-- Exercise --
Can you give all the records again without altering a single character?
*** Exercise data Section Begins ***
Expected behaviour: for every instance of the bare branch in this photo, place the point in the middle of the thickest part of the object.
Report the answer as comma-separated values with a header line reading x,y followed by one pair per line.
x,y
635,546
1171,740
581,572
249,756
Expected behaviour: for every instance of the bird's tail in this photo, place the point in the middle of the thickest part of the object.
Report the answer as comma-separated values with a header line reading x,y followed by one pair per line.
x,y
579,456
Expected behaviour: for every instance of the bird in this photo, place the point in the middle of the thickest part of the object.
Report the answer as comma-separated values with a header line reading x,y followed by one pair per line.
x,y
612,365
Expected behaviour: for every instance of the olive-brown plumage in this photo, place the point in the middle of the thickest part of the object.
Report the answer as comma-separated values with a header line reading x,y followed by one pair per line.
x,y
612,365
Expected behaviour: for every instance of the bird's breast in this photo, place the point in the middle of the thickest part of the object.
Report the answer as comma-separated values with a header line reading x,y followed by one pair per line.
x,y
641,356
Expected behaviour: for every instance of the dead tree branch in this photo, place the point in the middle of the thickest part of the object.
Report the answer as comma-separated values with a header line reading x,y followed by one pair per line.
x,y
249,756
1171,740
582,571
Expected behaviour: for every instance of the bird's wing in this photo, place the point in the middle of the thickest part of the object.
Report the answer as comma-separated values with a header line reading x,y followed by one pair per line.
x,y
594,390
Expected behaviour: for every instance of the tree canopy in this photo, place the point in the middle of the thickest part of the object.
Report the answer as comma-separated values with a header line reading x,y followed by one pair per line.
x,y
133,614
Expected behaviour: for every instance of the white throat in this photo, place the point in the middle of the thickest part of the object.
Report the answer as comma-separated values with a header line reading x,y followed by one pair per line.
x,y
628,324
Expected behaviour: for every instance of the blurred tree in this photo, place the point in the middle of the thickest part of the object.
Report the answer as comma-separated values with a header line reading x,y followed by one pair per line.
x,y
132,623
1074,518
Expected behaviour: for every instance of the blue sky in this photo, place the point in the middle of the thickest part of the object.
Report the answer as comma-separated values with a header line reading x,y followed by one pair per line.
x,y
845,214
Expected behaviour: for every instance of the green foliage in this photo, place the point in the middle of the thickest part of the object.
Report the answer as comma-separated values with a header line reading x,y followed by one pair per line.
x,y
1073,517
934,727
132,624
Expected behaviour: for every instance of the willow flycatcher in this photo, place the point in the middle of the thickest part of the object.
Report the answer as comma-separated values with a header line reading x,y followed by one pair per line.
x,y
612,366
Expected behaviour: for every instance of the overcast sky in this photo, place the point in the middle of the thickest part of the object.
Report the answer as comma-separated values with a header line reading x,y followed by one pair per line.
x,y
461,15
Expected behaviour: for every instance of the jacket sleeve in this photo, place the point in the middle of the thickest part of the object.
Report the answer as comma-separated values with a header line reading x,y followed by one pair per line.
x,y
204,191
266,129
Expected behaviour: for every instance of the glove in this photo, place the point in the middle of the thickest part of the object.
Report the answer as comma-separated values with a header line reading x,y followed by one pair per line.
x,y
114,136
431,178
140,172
*** Exercise data Section Ends ***
-- Solution below --
Expected behaviour: for every instance of the bare branch in this photo, place the point in the middle of the thickest part of the object.
Report the answer as comma-separated values with a header line reading x,y followed by one pair per line.
x,y
635,546
1171,740
581,572
249,756
Expected behaviour: for every instance of the bird's tail in this photo, place the point in the middle of the thickest part of the object.
Report the answer as comma-separated values with a header line reading x,y followed by one pair per line.
x,y
579,456
Expected behaviour: for every instance of the bird in this photo, place the point in the middle of the thickest part of the object.
Report the answer as comma-separated values with a header line reading x,y followed by one pair per line.
x,y
612,365
Expected behaviour: for every instance of the olive-brown plumage in this photo, place the point in the middle of the thickest part of the object.
Report the answer as comma-separated values with a header line reading x,y followed by one pair per line.
x,y
612,365
Expected behaviour: for every instance of the bird's breast in this photo, place the point in the middle of the thickest part of the object.
Report the answer as comma-separated values with a header line reading x,y followed by one pair per line.
x,y
641,356
Expected behaviour: for every instance of the dead tree branch in this photo, place the point in the middle of the thickest part of the object.
Report the answer as comma-separated values with a header line reading x,y followed by one pair per line.
x,y
249,756
1171,740
582,571
Expected behaviour: for every instance of the bird's wing in this photo, place the point in the middle of the thickest part of the object.
Report the answer as comma-separated values with a header line reading x,y followed by one pair per line.
x,y
594,390
Expected behaviour: for every instance of the tree canopy in this photo, place the point in the middle of the thickest part of the object.
Report the answer as comma-separated values with a header line reading x,y followed by one pair per line.
x,y
133,614
Expected behaviour: for every instance of the white throat in this photo, place the point in the middle of the thickest part of the object.
Report the answer as comma-separated values with a header line reading x,y followed by one pair per line.
x,y
628,324
Expected behaviour: for every instance of the blurred tree in this photo, place the point in the middle of the thickest part of the object.
Report the answer as comma-separated values with a header line reading x,y followed by one pair per line.
x,y
132,623
1074,518
Expected behaviour: for every instance of the blue sky in this photo, place the point in the middle of the thickest part of the object.
Report the answer as comma-separated values with a header line reading x,y followed by one pair per line.
x,y
845,214
Expected behaviour: for every instance of the green foliage in this photo, place the point in the middle of the thickest part of the object.
Report the answer as comma-separated values with a header line reading x,y followed by one pair per line.
x,y
1073,517
934,727
132,624
Expected behaviour: for every instance of the willow flycatcher in this photo, place the point in the middle of the thickest part of the object.
Report the answer as comma-separated values with a header line reading x,y followed by one pair per line.
x,y
612,366
Expected behaviour: for every instance of the overcast sky in this photo, place the point in the middle of the thickest part of the object.
Report the answer as comma-separated values with a header line reading x,y followed by one pair per line.
x,y
461,15
Expected behaviour: for every instance of the jacket sleeve in this photo, place the point in the middle of the thickest part of the object.
Report the answer as comma-separated values with a header line reading x,y followed by one pair per line.
x,y
204,191
266,129
Expected behaviour: for every instance of the glove in this photo, place the point in the middle of the thickest part of the object.
Report the answer as comma-separated values with a header line reading x,y followed by one pair per line.
x,y
114,136
431,178
140,172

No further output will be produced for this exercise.